▸ **Required tasks**:
- a) Reproduce the oral cancer risk tool abstract word for word, from "Krista J. Koehler, Neel" down to "Neural Network (ANN).".
- b) List every author named in the author line of the oral cancer risk tool abstract.
*** Opening of Selected text ***
Development of Oral Cancer Risk Assessment Tool: An Exploratory Study

Krista Koehler
Krista Koehler
University of Minnesota

Krista J. Koehler, Neel A. Shimpi, Amit Acharya, Harshad Hedge, Gary Pack
Institute for Oral and Systemic Health, Biomedical Informatics Research Center

Research area: Dental Informatics 

Background: Currently, there is no standard procedure for identifying patient risk of oral cancer. A combination of several etiological factors such as smoking, alcohol, oral Human Papilloma Virus and others have been associated with the risk of oral cancer. With advanced studies showing multiple etiological factors with synergistic effects acting on oral cancer development, it becomes difficult for health care providers to determine patient risk of oral cancer. We explored the design of an oral cancer risk assessment tool (OCRAT) based on MATLAB Artificial Neural Network (ANN).

Methods: Retrospective data was collected from the Marshfield Clinic data warehouse from 01/01/1979 to 06/06/2014. Structured data was filtered by applying inclusion and exclusion criteria to develop data sets of 300 cases and 300 controls, which were trained, tested, and validated using MATLAB. Only White, Non-Hispanic patients were included. The ANN had a total of 7 input neurons that included patient age, gender, white lesions, red lesions, submucous fibrosis, current smoker former smoker, 4 hidden nodes, and 2 outputs of either high or low risk of developing oral cancer. Performance function of the OCRAT prototype was analyzed on the validation set using a confusion matrix and mean square error (MSE).

Results: The validation set demonstrated a high specificity of 95.6%, sensitivity of 100%, while precision and recall were 95.2% and 100% respectively. The best epoch was at 11 with MSE of 0.09. Overall accuracy of MATLAB performance was 97.7%.

Conclusion: Progress designing a prototypical tool that had reasonable accuracy was made and provided an opportunity to understand the use of MATLAB and ANN methodology for the purpose of risk prediction. Further data mining through clinical notes may provide more information for input nodes including other known risk factors for oral cancer including alcohol consumption, thereby increasing the efficacy of OCRAT prototype.
*** Close of Selected text ***
*** Opening of Data under study ***
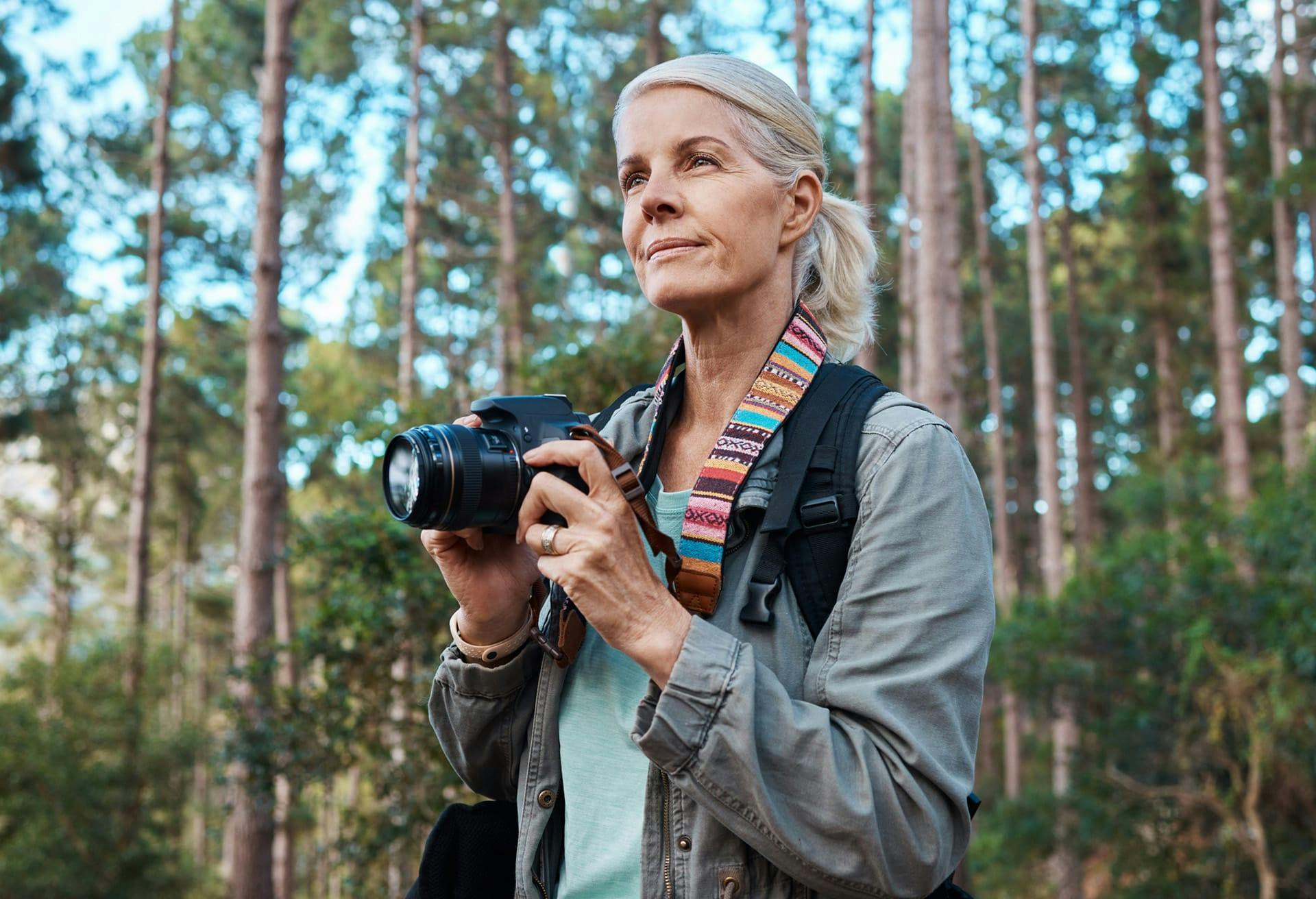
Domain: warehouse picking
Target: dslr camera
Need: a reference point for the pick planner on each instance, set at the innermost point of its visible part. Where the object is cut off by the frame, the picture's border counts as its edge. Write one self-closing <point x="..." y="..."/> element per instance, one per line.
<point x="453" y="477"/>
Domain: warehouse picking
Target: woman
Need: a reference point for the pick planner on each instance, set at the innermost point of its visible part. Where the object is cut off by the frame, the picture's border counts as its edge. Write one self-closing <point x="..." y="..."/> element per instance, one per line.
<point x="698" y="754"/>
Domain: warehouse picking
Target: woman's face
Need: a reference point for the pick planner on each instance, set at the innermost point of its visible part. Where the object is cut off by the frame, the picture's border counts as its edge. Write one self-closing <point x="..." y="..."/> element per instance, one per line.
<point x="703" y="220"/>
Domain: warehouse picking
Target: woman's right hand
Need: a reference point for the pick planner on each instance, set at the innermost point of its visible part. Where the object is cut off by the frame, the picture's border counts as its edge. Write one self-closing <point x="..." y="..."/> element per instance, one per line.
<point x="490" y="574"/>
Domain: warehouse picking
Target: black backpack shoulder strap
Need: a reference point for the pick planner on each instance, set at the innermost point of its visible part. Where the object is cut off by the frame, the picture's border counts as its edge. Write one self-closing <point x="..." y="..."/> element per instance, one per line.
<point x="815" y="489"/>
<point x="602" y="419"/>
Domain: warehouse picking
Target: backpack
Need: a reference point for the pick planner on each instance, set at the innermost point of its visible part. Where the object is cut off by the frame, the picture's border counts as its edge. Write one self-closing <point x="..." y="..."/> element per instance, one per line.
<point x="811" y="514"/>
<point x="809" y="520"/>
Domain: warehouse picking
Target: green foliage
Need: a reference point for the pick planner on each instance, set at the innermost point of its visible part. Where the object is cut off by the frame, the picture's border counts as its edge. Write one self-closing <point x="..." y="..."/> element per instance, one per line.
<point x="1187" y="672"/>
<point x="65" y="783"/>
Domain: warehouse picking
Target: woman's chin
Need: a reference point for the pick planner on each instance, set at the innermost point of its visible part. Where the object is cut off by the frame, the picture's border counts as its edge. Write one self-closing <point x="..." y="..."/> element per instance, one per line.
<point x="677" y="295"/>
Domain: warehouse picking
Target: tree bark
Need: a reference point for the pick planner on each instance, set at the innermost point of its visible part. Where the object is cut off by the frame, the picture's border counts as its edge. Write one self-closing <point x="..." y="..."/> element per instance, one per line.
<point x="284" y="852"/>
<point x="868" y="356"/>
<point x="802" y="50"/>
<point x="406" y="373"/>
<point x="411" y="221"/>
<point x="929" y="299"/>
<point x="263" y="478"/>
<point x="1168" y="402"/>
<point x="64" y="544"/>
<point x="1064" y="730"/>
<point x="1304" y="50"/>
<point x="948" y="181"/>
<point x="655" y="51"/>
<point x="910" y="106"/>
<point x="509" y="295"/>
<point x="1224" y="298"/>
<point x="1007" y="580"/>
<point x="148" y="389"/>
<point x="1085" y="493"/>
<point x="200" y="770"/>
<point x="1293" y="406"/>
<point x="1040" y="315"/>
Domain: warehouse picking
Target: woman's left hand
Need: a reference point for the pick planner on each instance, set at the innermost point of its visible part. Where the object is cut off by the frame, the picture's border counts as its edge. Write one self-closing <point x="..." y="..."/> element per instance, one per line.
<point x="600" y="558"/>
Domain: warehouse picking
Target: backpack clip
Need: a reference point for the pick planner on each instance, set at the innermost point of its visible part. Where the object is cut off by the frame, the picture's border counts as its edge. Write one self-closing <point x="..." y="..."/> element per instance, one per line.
*** Close of Data under study ***
▸ **Answers to this exercise**:
- a)
Krista J. Koehler, Neel A. Shimpi, Amit Acharya, Harshad Hedge, Gary Pack
Institute for Oral and Systemic Health, Biomedical Informatics Research Center

Research area: Dental Informatics 

Background: Currently, there is no standard procedure for identifying patient risk of oral cancer. A combination of several etiological factors such as smoking, alcohol, oral Human Papilloma Virus and others have been associated with the risk of oral cancer. With advanced studies showing multiple etiological factors with synergistic effects acting on oral cancer development, it becomes difficult for health care providers to determine patient risk of oral cancer. We explored the design of an oral cancer risk assessment tool (OCRAT) based on MATLAB Artificial Neural Network (ANN).

- b)
Krista J. Koehler
Neel A. Shimpi
Amit Acharya
Harshad Hedge
Gary Pack